___ Record extracts

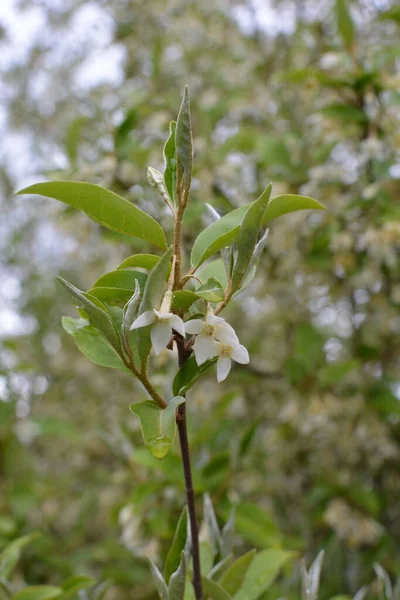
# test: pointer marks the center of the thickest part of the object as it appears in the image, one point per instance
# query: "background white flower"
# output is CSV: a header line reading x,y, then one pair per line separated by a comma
x,y
163,324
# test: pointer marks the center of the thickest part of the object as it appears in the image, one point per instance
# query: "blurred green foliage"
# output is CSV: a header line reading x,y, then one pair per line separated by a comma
x,y
305,441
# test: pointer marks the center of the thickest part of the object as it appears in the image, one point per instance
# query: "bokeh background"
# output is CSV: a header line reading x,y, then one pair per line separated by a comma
x,y
306,439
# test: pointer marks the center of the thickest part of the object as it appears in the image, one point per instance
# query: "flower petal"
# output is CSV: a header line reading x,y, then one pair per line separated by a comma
x,y
160,334
226,334
223,368
240,354
204,348
144,319
194,326
177,324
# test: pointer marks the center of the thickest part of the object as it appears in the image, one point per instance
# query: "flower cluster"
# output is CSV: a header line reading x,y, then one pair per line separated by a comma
x,y
214,337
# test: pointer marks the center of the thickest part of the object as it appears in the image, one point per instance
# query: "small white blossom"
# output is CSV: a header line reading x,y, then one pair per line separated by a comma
x,y
226,353
207,331
162,325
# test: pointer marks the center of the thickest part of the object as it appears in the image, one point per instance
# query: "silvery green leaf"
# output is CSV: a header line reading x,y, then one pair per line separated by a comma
x,y
159,582
177,583
184,150
219,569
97,313
310,579
178,544
247,236
129,314
212,524
362,592
228,534
170,161
385,580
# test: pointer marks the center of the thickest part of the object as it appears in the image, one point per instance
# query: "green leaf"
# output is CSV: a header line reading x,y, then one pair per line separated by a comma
x,y
184,150
345,112
189,373
154,288
178,544
222,233
177,583
92,344
262,571
112,296
159,582
38,592
144,261
207,556
255,524
104,207
233,577
152,297
214,269
216,236
211,290
170,161
10,556
96,312
182,300
214,590
122,278
287,203
310,579
248,236
345,22
157,424
72,585
128,316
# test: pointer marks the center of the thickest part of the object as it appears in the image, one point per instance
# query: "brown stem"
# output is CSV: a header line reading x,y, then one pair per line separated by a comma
x,y
184,353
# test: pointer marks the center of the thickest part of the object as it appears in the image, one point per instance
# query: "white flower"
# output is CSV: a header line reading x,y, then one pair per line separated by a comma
x,y
163,324
207,331
226,353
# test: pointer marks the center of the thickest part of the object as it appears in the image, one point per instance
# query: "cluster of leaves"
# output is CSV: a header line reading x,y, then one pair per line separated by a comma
x,y
313,459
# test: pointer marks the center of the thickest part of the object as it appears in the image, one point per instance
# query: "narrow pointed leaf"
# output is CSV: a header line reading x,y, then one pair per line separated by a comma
x,y
92,344
158,425
211,520
248,236
96,312
219,569
144,261
214,590
159,582
122,278
189,373
72,585
104,207
178,545
310,579
211,290
345,22
11,554
222,233
154,288
170,162
129,314
263,570
177,583
184,150
182,300
287,203
152,297
233,577
38,592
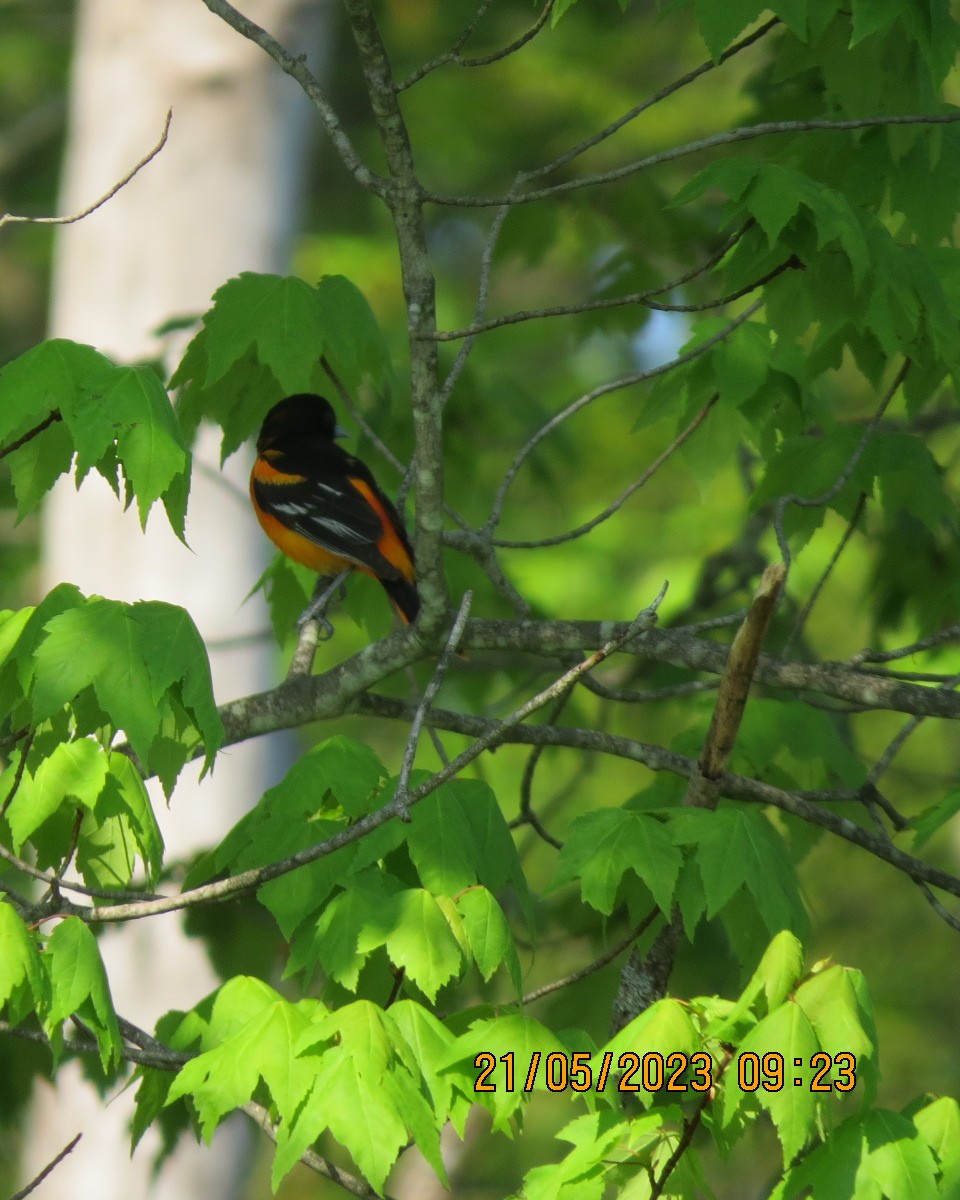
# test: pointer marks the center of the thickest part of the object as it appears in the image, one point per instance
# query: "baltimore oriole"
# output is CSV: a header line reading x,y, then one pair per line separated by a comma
x,y
323,508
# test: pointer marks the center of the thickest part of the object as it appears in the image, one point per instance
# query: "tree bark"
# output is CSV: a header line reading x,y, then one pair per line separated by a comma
x,y
220,198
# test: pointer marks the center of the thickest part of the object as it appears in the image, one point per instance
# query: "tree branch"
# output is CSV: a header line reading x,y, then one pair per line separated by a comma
x,y
10,219
730,137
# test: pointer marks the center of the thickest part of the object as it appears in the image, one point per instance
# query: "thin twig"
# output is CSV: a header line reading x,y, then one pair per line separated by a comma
x,y
867,655
804,613
298,70
595,394
310,1158
817,502
495,733
690,1127
641,298
18,773
450,55
54,1163
10,219
31,433
527,813
430,691
729,137
597,965
616,505
665,93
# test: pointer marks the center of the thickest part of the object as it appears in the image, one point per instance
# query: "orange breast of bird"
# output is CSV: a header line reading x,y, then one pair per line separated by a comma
x,y
389,544
294,545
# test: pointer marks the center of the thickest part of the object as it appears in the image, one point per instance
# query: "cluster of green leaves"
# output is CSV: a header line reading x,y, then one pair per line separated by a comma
x,y
858,227
97,417
73,673
423,893
265,337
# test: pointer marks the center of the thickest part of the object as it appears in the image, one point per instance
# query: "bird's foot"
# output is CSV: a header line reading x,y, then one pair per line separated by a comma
x,y
315,611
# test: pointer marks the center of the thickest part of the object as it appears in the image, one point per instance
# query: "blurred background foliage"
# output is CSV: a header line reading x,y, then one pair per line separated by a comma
x,y
473,130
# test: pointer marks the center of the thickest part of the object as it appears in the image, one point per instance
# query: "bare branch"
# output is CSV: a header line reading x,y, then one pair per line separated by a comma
x,y
595,394
804,613
10,219
949,634
298,70
430,691
616,505
52,1165
730,137
250,880
352,1183
454,54
658,759
671,89
597,965
816,502
641,298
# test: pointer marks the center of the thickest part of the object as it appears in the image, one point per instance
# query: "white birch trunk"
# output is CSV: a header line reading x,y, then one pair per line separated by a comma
x,y
219,199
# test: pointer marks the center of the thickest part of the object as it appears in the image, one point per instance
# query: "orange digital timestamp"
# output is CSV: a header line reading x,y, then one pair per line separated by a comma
x,y
652,1072
769,1072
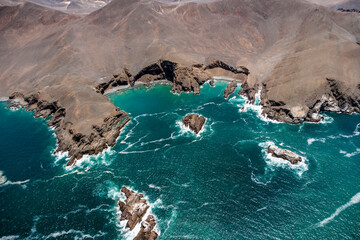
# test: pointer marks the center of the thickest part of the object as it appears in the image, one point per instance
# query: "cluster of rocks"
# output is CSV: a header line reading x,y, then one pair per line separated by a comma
x,y
285,154
184,78
133,211
336,100
230,88
194,122
69,140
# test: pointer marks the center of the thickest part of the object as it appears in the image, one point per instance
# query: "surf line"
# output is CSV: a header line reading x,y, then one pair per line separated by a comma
x,y
354,200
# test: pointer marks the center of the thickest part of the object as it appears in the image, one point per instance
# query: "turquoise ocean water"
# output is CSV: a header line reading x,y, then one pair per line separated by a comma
x,y
217,185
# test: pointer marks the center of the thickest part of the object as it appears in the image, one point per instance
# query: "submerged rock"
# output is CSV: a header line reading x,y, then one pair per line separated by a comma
x,y
194,121
133,210
285,154
146,232
230,89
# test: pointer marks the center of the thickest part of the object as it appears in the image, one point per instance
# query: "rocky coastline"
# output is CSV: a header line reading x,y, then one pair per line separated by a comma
x,y
183,78
69,139
133,210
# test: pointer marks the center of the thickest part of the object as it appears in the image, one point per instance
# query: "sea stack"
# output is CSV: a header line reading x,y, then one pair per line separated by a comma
x,y
194,121
133,210
230,89
285,154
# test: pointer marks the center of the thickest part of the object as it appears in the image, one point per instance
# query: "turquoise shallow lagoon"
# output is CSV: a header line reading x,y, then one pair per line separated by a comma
x,y
217,185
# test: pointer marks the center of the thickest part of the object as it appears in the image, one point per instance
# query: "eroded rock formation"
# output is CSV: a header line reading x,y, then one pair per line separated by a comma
x,y
183,78
133,210
194,121
69,139
285,154
230,88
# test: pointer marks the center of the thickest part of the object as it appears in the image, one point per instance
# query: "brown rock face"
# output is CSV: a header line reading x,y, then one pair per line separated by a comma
x,y
76,143
133,210
285,154
230,88
194,121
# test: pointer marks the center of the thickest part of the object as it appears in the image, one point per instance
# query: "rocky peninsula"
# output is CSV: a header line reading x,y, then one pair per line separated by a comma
x,y
133,211
194,122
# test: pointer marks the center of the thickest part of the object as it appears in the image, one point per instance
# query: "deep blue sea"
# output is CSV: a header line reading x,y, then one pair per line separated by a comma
x,y
219,184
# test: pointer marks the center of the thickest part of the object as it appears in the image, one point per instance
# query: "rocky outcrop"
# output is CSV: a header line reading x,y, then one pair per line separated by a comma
x,y
230,88
335,100
184,78
146,232
194,121
133,210
285,154
69,140
123,78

______

**Exercise requirements:** Please copy every line of the material that contains the word "white".

**Task answer:**
# query: "background white flower"
# query: "small white blossom"
# query: "white flower"
# query: "white birch trunk"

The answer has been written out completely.